● Exercise details:
Quote the data below in full, please, without altering anything.

--- Material shown ---

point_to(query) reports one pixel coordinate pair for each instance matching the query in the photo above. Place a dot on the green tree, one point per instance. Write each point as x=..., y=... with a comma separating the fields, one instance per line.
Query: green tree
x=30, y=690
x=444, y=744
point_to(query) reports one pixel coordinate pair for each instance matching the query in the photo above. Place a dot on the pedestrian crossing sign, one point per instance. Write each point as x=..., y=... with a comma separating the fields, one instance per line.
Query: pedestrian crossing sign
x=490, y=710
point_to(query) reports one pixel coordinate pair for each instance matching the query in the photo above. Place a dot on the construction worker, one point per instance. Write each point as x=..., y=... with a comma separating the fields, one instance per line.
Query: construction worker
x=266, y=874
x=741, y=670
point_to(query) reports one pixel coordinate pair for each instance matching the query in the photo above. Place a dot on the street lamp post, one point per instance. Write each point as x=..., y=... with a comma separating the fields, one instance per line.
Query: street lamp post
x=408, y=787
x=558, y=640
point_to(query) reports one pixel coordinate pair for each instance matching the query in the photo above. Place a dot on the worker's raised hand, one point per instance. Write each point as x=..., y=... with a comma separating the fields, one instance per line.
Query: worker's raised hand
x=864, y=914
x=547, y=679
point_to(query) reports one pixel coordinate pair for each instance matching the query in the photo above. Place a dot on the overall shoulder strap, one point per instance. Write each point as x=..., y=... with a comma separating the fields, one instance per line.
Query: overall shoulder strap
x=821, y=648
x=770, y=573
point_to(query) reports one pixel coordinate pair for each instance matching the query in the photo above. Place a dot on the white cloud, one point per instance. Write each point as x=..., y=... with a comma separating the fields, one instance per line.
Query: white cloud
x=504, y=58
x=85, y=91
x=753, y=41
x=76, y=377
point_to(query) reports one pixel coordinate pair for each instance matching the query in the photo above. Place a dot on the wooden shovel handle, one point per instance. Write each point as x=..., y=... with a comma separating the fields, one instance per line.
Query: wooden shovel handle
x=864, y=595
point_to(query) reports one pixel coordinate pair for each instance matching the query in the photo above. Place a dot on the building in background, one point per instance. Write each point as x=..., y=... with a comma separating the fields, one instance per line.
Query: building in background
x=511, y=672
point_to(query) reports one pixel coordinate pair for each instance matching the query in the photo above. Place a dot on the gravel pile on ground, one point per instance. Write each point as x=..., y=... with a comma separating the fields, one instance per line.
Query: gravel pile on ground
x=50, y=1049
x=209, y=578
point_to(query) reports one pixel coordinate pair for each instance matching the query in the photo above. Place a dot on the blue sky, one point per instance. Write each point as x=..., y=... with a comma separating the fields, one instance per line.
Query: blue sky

---

● Task result:
point_to(query) reports one pixel coordinate pair for each instance matching the query in the photo above. Place a dot on the green tree, one point per instance. Write each point as x=..., y=... with a comma separating the fields, one instance per line.
Query: green tree
x=30, y=690
x=444, y=744
point_to(query) reports one pixel coordinate pair for each instance matching the query in the photo above. Place a dot on the pedestrian crossing sign, one point per instance. Write each point as x=..., y=... with a comma separating the fields, one instance per line.
Query: pedestrian crossing sign
x=490, y=710
point_to(query) reports one pixel coordinate pair for each instance matching the query in the photo above. Place a dot on the construction worker, one point per instance. Write each point as x=..., y=... with a comma separating the fields, one instance per line.
Query: construction worker
x=266, y=874
x=741, y=670
point_to(query) reports one pixel coordinate pair for each instance matching the query in the photo above. Place a dot on the street lamp post, one point per instance. Write each point as x=..., y=... with a comma separating the fields, one instance per line.
Query: street lamp post
x=408, y=787
x=558, y=640
point_to(query) reports one pixel coordinate pair for each instance matching the query in the photo above. Place a dot on the worker's raised hand, one point per instance. Write each point as x=..., y=... with a comma separating the fields, one instance per line.
Query: worker's raised hand
x=864, y=914
x=547, y=679
point_to(query) reports one pixel coordinate pair for each instance matching the query in the photo above. Place a dot on the overall shoulder strap, one point per instance. Write each point as x=..., y=... with a comma separating the fields, one instance per line.
Query: overall shoulder strap
x=821, y=648
x=770, y=573
point_to(query) reports one pixel coordinate pair for each instance matching the query in the photo above. Place a dot on the white cloud, one point per instance. Write each point as x=..., y=... with a comma separating the fields, one instance per line.
Query: white cloud
x=504, y=58
x=85, y=91
x=753, y=41
x=76, y=377
point_to(query) reports one pixel coordinate pair for each instance matching the query in the photo above. Place a dot on the wooden shovel handle, one point per instance. Write each point as x=..., y=... with a comma separating the fields, one instance per line.
Query: wooden shovel handle
x=864, y=595
point_to(query) reports one pixel coordinate pair for each instance matching the query in the photo above. Place a dot on the building in background, one point per instance. Write each point as x=..., y=... with a comma separating the fields, one instance per line.
Query: building in background
x=511, y=672
point_to(query) reports one pixel coordinate pair for each instance matching the query in the photo above. Place a dot on the gravel pile on ground, one point per instance. Write each point as x=..., y=... with a comma separating the fields, one instance per line.
Query: gravel pile on ground
x=50, y=1049
x=209, y=578
point_to(query) reports one pixel coordinate pair for each instance matching the query in the photo above. Place a dot on the blue sky, one point per instance. Write each point as x=..., y=... with a comma separating the fields, one instance per line.
Query: blue sky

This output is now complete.